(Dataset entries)
.....

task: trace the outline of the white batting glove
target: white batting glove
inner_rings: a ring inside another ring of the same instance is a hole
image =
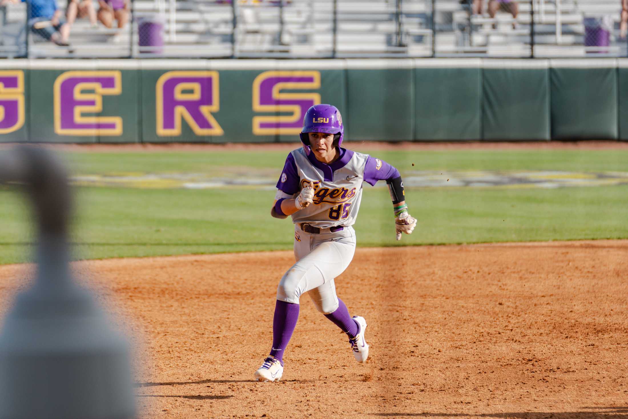
[[[299,193],[299,196],[295,199],[295,206],[296,207],[296,209],[303,209],[312,203],[313,198],[314,198],[314,185],[310,182],[310,185],[301,189],[301,193]]]
[[[411,234],[416,226],[416,219],[404,211],[394,219],[395,229],[397,231],[397,240],[401,239],[401,233]]]

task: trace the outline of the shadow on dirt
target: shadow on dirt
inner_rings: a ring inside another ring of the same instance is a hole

.....

* **TASK REQUIREMENTS**: Rewrite the lines above, replacing "outline" with "boundary" everywhere and keeping everything else the same. Omit the pictures from your answer.

* **EXERCISE RESPONSE**:
task: trace the boundary of the white batting glove
target: white batting glove
inner_rings: a ring inside another ring of the same instance is a hole
image =
[[[299,193],[299,196],[295,199],[295,206],[296,207],[296,209],[303,209],[312,203],[313,198],[314,198],[314,185],[310,182],[310,185],[301,189],[301,193]]]
[[[411,234],[416,226],[416,219],[404,211],[394,219],[395,229],[397,231],[397,240],[401,239],[401,233]]]

task: trace the boundary of the shadow on dirt
target: shadow on dirt
inner_rings: a ring inside another ring of the same instance is a hole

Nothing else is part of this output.